## 提供された抜粋
小説・マンガ・アニメなど、作品考察をしたことはありますか?
なぜ、このような表現をされているのか?
あの登場人物(脇役)は、その後どうなったのか?
作者のメンタルが作品に表れるってホント?
時代背景の影響もあるの?
今回読んだこちらの「批評理論入門」は、作品の考察力(読み解く力)をアップさせてくれるような内容でした(^^)
さらに、マンガ・小説など創作者は名作つくりのヒントにもなる書籍だと思います。
・読者が初めて作品を読む(見る)ときの心理状態
・登場人物へ共感させる方法
・読者に想像させる余地を上手く残すコツ
・じつは多くの作品は、神話や名作を参考にしている
これらが特に参考になりました。
個人的に印象に残っているのが、
「読者には見えてるけど、登場人物には見えていない‥ハラハラ感」
たとえば、
恋愛系の作品なら、登場人物の心の声(好意)は読者だけに聞こえる。
ホラー系の作品なら、「後ろ!後ろにいる!」というのは読者にだけ分かる。
・作品の考察をしたい人
・マンガ家、小説家になりたい人
・作品の楽しみ方がわからない人
フランケンシュタイン?こんな怪物が出てくるんでしょ?↓
‥という知識しかない状態でした(^^;)
↓
怪物の名前×
怪物を作り出した人の名前〇
(※正確にはヴィクター・フランケンシュタイン)
書籍・フランケンシュタインのネタバレが続きます。
ネタバレあり!:フランケンシュタインの簡単なあらすじ
↓
偉業を残すため、フランケンシュタインは遺体を寄せ集めて人造人間(怪物)を作る
↓
作った怪物があまりにも醜かったので、フランケンシュタインは怪物に失望して、見捨てる
↓
見捨てられた怪物が1人で生きて行こうとする
↓
怪物はあまりにも醜かったので、人間たちに受け入れてもらえない
↓
怪物は、書籍や人から教養を得る
↓
怪物は目が見えない老人と心を通い合わせるが、結局裏切られる
↓
怪物は自分が迫害されつづけるのは、生みの親(フランケンシュタイン)のせいだ!と恨みを持つ
↓
怪物はフランケンシュタインに復讐するため、フランケンシュタインの身近にいる人間を次々と殺して行く
↓
フランケンシュタインも怪物を始末しようとする
↓
フランケンシュタインが北極海で亡くなる
↓
怪物もどこかへ消えてしまう(生死不明)
ちゃんと「フランケンシュタイン」の小説を読んだわけではありませんが、私は怪物の方に感情移入をしてしまいますね。
フランケンシュタインの方が悪魔やわ‥(^^;)
物語の導入部:読者は情報収集に必死の状態
前提知識がない状態の読者は、小説世界の中の色々な情報を頭に叩き込まなければならない=負担が大きい状態
・人物の名前
・登場人物同士の関係
・場所
‥などの情報を記憶しつつ、絶えず推測しなければ物語ついていけなくなる。
なので、「フランケンシュタイン」の導入部は現実的+非現実的な要素を織り交ぜる‥という工夫がされています。

## 依頼内容 a
抜粋によると、フランケンシュタインが亡くなる場所はどこですか。
抜粋と記録は、それぞれ別の出典から取られたものです。

## 保存データ

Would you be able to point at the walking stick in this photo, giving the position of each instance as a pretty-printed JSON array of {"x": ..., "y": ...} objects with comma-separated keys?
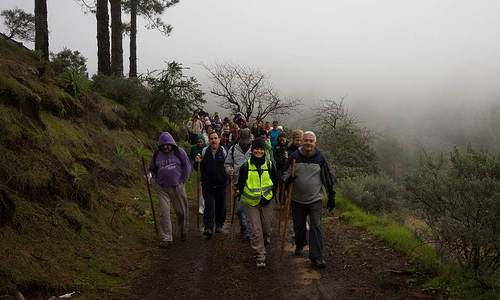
[
  {"x": 150, "y": 198},
  {"x": 281, "y": 205},
  {"x": 198, "y": 175},
  {"x": 232, "y": 205},
  {"x": 287, "y": 210}
]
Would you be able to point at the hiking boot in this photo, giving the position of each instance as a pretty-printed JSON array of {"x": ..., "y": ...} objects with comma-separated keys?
[
  {"x": 261, "y": 264},
  {"x": 208, "y": 232},
  {"x": 164, "y": 244},
  {"x": 320, "y": 264}
]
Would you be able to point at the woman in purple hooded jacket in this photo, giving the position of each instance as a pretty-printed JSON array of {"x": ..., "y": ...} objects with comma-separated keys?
[{"x": 170, "y": 167}]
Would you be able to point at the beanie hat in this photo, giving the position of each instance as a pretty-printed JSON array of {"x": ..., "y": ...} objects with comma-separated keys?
[
  {"x": 297, "y": 133},
  {"x": 258, "y": 143}
]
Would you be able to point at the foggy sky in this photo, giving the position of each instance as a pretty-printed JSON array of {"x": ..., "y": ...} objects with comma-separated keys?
[{"x": 393, "y": 59}]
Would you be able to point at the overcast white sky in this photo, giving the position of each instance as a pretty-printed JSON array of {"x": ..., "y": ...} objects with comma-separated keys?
[{"x": 391, "y": 57}]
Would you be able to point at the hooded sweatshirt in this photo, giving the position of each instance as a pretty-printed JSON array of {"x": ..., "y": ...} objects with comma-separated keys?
[{"x": 167, "y": 169}]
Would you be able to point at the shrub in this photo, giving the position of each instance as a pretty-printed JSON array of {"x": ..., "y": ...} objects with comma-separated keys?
[
  {"x": 127, "y": 91},
  {"x": 461, "y": 204},
  {"x": 74, "y": 81},
  {"x": 375, "y": 194}
]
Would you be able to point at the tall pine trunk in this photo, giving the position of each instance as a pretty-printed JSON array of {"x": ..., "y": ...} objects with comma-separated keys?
[
  {"x": 116, "y": 38},
  {"x": 41, "y": 28},
  {"x": 133, "y": 39},
  {"x": 103, "y": 55}
]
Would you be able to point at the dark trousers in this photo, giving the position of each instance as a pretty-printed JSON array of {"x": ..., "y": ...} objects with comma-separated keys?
[
  {"x": 299, "y": 215},
  {"x": 193, "y": 139},
  {"x": 215, "y": 205}
]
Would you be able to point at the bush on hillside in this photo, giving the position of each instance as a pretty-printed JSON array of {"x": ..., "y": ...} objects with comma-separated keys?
[
  {"x": 461, "y": 204},
  {"x": 376, "y": 194},
  {"x": 348, "y": 153},
  {"x": 130, "y": 92}
]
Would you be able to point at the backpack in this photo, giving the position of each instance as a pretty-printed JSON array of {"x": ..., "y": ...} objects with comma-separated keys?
[{"x": 176, "y": 152}]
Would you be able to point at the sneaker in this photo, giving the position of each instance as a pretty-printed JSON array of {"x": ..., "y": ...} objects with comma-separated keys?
[
  {"x": 261, "y": 264},
  {"x": 208, "y": 232},
  {"x": 320, "y": 264},
  {"x": 164, "y": 244}
]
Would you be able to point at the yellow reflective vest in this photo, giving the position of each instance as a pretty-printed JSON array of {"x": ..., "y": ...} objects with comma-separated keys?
[{"x": 257, "y": 186}]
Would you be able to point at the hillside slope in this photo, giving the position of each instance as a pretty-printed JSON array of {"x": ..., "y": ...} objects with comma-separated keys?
[{"x": 72, "y": 195}]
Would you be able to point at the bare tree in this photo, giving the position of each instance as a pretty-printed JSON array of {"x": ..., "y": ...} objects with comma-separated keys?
[
  {"x": 19, "y": 23},
  {"x": 41, "y": 28},
  {"x": 248, "y": 91},
  {"x": 103, "y": 43},
  {"x": 116, "y": 38}
]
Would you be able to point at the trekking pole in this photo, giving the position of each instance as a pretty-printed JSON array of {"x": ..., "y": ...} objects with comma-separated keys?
[
  {"x": 281, "y": 205},
  {"x": 232, "y": 205},
  {"x": 198, "y": 176},
  {"x": 150, "y": 198},
  {"x": 287, "y": 210}
]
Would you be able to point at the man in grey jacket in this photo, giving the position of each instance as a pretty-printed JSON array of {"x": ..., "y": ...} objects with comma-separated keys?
[
  {"x": 311, "y": 173},
  {"x": 237, "y": 155}
]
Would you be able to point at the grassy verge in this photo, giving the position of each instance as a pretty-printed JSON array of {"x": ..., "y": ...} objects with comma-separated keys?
[{"x": 445, "y": 280}]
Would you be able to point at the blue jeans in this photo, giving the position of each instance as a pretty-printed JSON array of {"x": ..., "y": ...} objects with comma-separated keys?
[
  {"x": 299, "y": 215},
  {"x": 238, "y": 209}
]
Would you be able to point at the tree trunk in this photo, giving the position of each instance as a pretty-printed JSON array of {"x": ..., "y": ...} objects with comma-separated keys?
[
  {"x": 116, "y": 38},
  {"x": 41, "y": 28},
  {"x": 133, "y": 39},
  {"x": 103, "y": 56}
]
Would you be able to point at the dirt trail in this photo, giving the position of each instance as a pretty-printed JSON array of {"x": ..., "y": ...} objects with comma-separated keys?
[{"x": 359, "y": 266}]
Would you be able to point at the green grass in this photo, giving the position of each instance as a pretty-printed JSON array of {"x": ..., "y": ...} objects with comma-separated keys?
[{"x": 447, "y": 280}]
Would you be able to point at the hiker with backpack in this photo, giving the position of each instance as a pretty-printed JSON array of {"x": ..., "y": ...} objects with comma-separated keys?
[
  {"x": 214, "y": 179},
  {"x": 195, "y": 150},
  {"x": 239, "y": 154},
  {"x": 257, "y": 183},
  {"x": 171, "y": 168},
  {"x": 311, "y": 174}
]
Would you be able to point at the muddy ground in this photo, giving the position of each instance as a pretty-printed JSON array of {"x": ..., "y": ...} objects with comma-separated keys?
[{"x": 359, "y": 266}]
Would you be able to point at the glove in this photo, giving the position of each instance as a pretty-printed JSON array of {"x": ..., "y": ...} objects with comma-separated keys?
[
  {"x": 290, "y": 180},
  {"x": 331, "y": 201}
]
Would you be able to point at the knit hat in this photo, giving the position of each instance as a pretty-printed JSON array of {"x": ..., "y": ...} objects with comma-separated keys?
[
  {"x": 297, "y": 133},
  {"x": 245, "y": 137},
  {"x": 258, "y": 143}
]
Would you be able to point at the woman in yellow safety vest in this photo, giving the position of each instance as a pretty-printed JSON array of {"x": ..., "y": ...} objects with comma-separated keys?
[{"x": 257, "y": 185}]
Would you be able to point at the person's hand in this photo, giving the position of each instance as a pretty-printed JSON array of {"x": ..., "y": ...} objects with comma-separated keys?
[
  {"x": 331, "y": 201},
  {"x": 290, "y": 179}
]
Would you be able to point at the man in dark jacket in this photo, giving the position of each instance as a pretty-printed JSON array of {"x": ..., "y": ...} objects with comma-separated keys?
[
  {"x": 170, "y": 167},
  {"x": 213, "y": 178},
  {"x": 311, "y": 173}
]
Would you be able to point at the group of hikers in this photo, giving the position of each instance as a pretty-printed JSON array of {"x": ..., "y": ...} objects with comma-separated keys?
[{"x": 253, "y": 164}]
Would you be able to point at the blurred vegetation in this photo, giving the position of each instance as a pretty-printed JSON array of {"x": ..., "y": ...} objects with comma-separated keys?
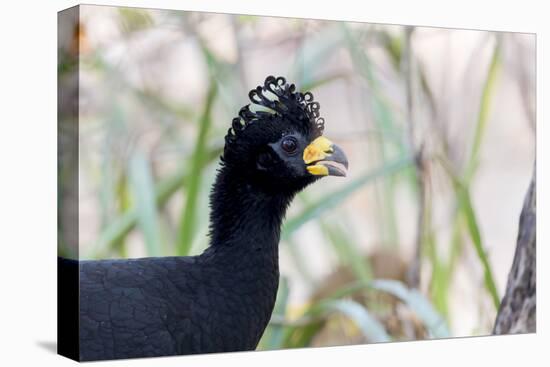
[{"x": 150, "y": 198}]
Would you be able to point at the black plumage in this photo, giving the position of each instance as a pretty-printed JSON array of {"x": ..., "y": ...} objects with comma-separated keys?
[{"x": 222, "y": 299}]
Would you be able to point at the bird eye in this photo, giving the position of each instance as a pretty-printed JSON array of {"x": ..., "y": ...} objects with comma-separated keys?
[{"x": 289, "y": 144}]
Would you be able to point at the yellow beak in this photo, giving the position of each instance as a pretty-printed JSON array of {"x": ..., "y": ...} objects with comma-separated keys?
[{"x": 324, "y": 158}]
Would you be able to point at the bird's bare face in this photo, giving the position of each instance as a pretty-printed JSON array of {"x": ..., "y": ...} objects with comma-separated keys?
[{"x": 295, "y": 160}]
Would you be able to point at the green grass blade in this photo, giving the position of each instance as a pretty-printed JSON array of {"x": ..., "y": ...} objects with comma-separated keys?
[
  {"x": 273, "y": 337},
  {"x": 368, "y": 324},
  {"x": 333, "y": 199},
  {"x": 483, "y": 114},
  {"x": 142, "y": 186},
  {"x": 194, "y": 178},
  {"x": 434, "y": 322},
  {"x": 475, "y": 235},
  {"x": 119, "y": 228}
]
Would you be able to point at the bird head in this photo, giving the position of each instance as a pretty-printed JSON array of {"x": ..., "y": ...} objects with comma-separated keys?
[{"x": 279, "y": 142}]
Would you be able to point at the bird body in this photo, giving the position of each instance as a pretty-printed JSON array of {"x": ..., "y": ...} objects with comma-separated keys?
[{"x": 221, "y": 300}]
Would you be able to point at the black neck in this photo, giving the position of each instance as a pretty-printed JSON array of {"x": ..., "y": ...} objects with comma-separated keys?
[{"x": 243, "y": 216}]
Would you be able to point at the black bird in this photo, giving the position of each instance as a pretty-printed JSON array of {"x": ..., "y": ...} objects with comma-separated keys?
[{"x": 221, "y": 300}]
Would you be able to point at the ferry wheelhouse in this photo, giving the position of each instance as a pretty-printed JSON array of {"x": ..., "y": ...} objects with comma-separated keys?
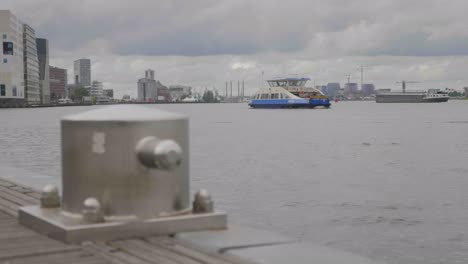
[{"x": 289, "y": 93}]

## 依頼内容 b
記録の中から「stick」という語を含む行をすべて抜き出してください。

## 最終回答 a
北極海です。

## 最終回答 b
Would you be able to point at the walking stick in this photo, giving the position of each instance as a pretty-printed JSON array of {"x": ..., "y": ...} objects with comma-separated keys?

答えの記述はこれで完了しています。